Once the line containing "Target: car door" is found in the entries below, reproduce it and every line after it, stopping at and including the line containing "Where can the rear side"; reproduce nothing else, and keep each line exact.

--- --- ---

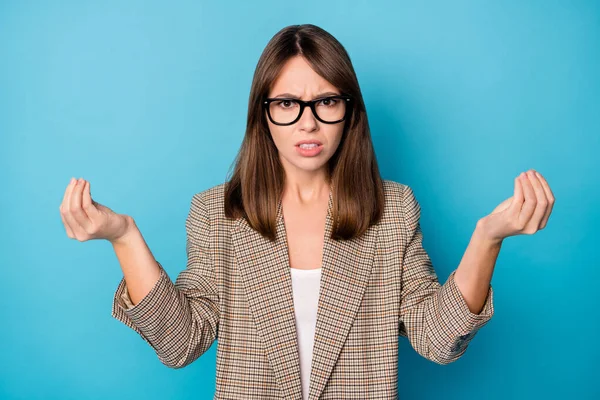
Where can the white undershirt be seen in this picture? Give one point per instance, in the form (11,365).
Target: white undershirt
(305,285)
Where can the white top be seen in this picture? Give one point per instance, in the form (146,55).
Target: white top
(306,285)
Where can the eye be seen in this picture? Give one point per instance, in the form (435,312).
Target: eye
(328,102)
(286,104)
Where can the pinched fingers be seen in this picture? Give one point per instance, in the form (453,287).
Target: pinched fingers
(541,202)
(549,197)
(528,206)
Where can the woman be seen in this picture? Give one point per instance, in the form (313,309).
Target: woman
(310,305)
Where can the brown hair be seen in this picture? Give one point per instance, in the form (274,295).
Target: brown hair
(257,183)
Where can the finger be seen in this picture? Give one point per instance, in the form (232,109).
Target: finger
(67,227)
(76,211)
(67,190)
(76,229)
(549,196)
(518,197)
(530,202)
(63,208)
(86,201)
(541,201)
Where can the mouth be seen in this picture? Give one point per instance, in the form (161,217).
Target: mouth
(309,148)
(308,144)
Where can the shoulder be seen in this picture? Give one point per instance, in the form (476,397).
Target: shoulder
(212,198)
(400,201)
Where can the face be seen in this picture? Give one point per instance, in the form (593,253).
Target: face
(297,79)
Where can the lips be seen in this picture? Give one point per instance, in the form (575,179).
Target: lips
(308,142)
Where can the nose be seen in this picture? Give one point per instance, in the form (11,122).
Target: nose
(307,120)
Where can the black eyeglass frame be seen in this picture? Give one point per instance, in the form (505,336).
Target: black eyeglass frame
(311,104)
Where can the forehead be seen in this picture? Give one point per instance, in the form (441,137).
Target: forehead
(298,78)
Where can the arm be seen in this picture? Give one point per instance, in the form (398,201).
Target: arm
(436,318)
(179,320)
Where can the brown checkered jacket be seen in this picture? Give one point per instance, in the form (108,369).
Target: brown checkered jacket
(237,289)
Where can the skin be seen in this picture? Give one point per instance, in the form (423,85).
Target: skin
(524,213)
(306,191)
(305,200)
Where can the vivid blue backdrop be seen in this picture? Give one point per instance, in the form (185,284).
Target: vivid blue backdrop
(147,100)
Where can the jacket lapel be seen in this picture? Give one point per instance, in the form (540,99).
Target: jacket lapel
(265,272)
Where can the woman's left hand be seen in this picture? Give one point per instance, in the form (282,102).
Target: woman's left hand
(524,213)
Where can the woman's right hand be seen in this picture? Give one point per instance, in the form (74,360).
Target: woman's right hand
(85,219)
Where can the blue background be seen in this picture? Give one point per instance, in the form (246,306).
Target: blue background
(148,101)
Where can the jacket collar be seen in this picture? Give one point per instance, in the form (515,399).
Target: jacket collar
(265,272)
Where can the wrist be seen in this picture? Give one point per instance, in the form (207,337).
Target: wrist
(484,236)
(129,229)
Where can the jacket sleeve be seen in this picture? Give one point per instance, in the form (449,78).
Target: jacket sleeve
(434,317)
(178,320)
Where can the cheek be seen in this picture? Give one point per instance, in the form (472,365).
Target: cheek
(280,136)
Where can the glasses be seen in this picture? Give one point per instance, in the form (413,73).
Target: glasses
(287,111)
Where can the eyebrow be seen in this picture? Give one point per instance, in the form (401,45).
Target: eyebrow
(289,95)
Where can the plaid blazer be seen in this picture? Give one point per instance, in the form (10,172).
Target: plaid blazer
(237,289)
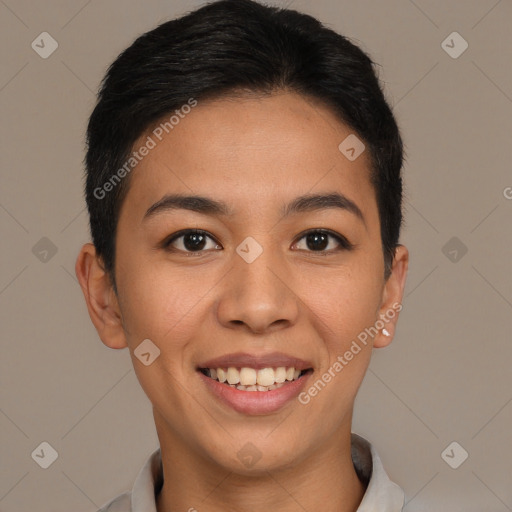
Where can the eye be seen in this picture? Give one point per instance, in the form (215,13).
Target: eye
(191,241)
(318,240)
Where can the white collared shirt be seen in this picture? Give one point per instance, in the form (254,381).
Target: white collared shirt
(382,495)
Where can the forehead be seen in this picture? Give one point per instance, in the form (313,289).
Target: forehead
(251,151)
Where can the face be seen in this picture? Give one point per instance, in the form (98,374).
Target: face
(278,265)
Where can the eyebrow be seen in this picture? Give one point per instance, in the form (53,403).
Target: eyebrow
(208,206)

--- --- ---

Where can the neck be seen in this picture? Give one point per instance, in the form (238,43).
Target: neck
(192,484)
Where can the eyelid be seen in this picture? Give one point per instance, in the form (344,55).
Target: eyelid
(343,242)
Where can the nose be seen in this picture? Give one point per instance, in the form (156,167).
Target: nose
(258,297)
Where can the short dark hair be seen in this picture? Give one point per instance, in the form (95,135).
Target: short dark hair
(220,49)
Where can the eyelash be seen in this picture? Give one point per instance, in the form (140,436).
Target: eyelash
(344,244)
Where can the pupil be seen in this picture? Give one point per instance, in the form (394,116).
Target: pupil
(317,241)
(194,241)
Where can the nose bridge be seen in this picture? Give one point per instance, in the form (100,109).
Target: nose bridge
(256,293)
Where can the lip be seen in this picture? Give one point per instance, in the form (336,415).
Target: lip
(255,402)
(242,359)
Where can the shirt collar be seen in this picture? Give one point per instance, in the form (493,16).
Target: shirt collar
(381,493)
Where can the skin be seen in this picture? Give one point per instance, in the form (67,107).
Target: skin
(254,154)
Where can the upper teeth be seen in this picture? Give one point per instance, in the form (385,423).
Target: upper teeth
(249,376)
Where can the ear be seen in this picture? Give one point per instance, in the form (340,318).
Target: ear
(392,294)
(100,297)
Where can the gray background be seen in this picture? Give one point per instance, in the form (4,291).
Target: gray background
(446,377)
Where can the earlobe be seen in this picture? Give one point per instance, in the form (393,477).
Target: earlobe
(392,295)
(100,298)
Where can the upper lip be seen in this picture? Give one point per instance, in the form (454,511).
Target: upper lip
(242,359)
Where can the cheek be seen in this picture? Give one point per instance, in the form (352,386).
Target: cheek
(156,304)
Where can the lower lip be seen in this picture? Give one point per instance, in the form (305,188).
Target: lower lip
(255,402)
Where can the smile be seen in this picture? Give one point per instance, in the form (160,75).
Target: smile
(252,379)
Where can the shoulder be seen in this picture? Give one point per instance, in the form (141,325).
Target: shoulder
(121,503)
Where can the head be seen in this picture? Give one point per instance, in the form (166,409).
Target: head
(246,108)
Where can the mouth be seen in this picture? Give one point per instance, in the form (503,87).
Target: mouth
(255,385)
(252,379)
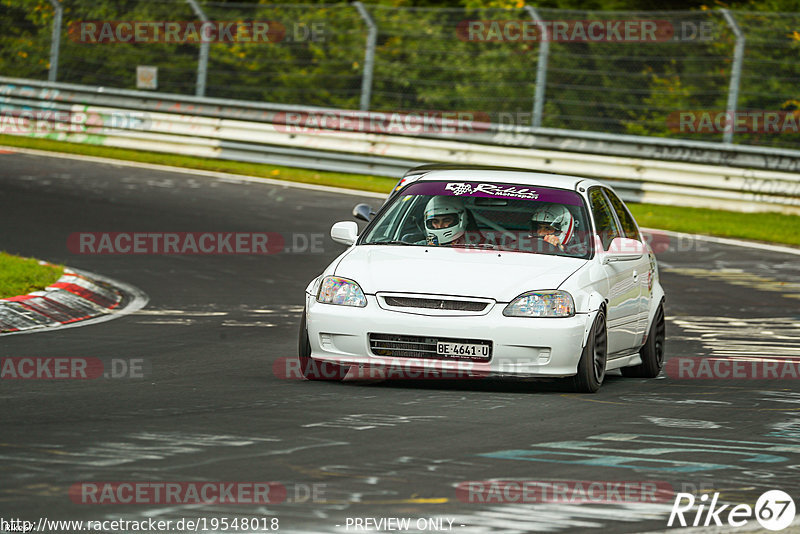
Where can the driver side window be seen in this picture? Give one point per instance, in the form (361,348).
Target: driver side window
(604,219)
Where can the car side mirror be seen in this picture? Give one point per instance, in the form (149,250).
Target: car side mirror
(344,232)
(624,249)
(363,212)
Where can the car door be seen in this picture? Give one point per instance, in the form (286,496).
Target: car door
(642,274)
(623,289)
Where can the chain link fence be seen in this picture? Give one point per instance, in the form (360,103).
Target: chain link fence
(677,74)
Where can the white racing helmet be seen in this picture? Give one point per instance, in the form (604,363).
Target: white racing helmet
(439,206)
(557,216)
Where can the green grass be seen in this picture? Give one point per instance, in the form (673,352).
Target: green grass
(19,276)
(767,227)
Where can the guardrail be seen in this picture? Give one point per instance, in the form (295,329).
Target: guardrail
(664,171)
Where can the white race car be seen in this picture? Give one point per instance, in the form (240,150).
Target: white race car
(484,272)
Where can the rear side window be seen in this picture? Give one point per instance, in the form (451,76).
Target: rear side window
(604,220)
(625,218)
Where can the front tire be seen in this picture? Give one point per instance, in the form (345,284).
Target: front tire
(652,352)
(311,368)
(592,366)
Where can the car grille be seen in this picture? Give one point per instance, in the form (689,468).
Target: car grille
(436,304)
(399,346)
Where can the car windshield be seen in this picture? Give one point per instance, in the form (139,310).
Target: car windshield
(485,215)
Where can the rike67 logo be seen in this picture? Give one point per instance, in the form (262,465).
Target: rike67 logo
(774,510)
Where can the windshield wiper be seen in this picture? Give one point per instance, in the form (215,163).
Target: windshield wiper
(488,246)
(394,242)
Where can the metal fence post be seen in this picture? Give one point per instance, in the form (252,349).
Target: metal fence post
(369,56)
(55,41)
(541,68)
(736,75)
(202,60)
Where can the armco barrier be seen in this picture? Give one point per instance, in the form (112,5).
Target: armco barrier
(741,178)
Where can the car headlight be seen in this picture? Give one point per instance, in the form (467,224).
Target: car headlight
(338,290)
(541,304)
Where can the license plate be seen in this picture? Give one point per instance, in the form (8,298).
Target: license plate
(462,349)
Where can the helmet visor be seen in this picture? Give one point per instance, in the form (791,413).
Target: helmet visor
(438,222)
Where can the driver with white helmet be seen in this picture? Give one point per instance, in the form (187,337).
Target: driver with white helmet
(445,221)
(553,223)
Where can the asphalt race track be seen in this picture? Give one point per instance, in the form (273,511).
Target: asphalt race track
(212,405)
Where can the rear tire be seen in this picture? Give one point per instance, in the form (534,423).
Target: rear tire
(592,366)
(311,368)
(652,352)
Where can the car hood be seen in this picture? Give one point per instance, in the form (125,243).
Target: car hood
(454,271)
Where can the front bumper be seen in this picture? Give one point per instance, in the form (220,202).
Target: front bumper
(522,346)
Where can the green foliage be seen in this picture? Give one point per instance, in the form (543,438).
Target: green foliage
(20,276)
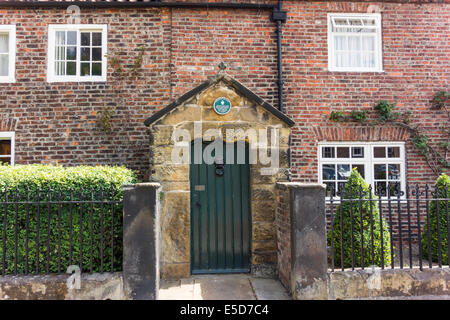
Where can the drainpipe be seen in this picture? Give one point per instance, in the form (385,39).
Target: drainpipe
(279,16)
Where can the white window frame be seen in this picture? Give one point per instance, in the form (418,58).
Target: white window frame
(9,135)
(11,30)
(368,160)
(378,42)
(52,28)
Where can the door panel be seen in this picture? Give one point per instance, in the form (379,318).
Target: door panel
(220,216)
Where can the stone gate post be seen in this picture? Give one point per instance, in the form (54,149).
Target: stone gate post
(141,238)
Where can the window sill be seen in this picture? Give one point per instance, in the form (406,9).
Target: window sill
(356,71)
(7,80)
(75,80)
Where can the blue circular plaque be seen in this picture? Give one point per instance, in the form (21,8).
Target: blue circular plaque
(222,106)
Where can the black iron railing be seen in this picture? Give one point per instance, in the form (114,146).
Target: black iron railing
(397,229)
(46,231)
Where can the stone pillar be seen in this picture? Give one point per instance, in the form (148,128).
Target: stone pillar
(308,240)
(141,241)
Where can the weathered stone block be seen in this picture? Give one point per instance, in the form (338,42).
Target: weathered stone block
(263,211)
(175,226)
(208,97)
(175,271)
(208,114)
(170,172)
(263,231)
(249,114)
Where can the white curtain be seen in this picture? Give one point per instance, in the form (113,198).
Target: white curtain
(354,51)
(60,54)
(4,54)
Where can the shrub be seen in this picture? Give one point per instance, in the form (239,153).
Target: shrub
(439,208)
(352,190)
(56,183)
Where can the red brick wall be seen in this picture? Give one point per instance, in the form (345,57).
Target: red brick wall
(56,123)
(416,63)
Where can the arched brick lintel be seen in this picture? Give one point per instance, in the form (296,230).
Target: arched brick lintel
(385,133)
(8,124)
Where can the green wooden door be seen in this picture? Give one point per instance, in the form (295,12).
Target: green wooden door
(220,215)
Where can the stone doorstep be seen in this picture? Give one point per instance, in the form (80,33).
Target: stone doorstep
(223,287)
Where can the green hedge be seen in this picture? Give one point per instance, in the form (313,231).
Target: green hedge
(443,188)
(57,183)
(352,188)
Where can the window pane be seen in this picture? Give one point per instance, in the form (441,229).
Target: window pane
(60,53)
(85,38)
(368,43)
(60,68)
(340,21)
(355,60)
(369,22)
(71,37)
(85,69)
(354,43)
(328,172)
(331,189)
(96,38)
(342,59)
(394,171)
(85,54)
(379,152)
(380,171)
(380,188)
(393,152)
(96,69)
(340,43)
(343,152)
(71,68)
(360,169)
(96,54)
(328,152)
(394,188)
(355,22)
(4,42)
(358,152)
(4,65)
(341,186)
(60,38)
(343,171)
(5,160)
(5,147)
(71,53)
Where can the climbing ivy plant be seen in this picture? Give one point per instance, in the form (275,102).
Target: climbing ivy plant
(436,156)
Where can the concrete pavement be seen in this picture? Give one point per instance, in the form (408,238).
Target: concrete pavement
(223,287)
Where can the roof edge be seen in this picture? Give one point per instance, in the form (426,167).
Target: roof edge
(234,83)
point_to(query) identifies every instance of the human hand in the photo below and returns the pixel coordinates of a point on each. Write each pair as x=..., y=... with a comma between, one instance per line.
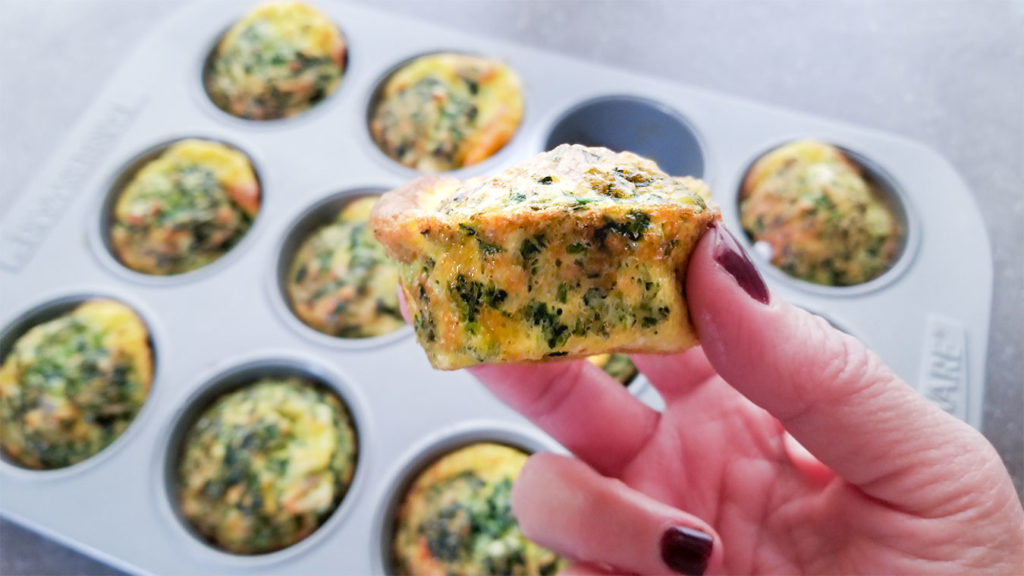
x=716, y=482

--- --- ---

- [OUTPUT FOR THIS EXERCISE]
Target: car door
(642,274)
(623,289)
Where can the chain link fence be seen in this picture? Give one point per instance, in the form (360,103).
Target: chain link fence
(677,74)
Where can the white racing helmet be seen in this picture? Give one point per instance, in the form (604,363).
Target: white racing helmet
(439,206)
(557,216)
Where can the green grass be seen in this picture? Give one point per instance, in the form (673,352).
Target: green grass
(19,276)
(767,227)
Where can the guardrail be seen in this picture? Give one point per instance, in the form (295,329).
Target: guardrail
(664,171)
Where can the white race car be seen in this picture? Give one point per instance, in the form (240,150).
Target: white race car
(484,272)
Where can the rear side window be seen in this picture? Give one point per instance, in the form (451,76).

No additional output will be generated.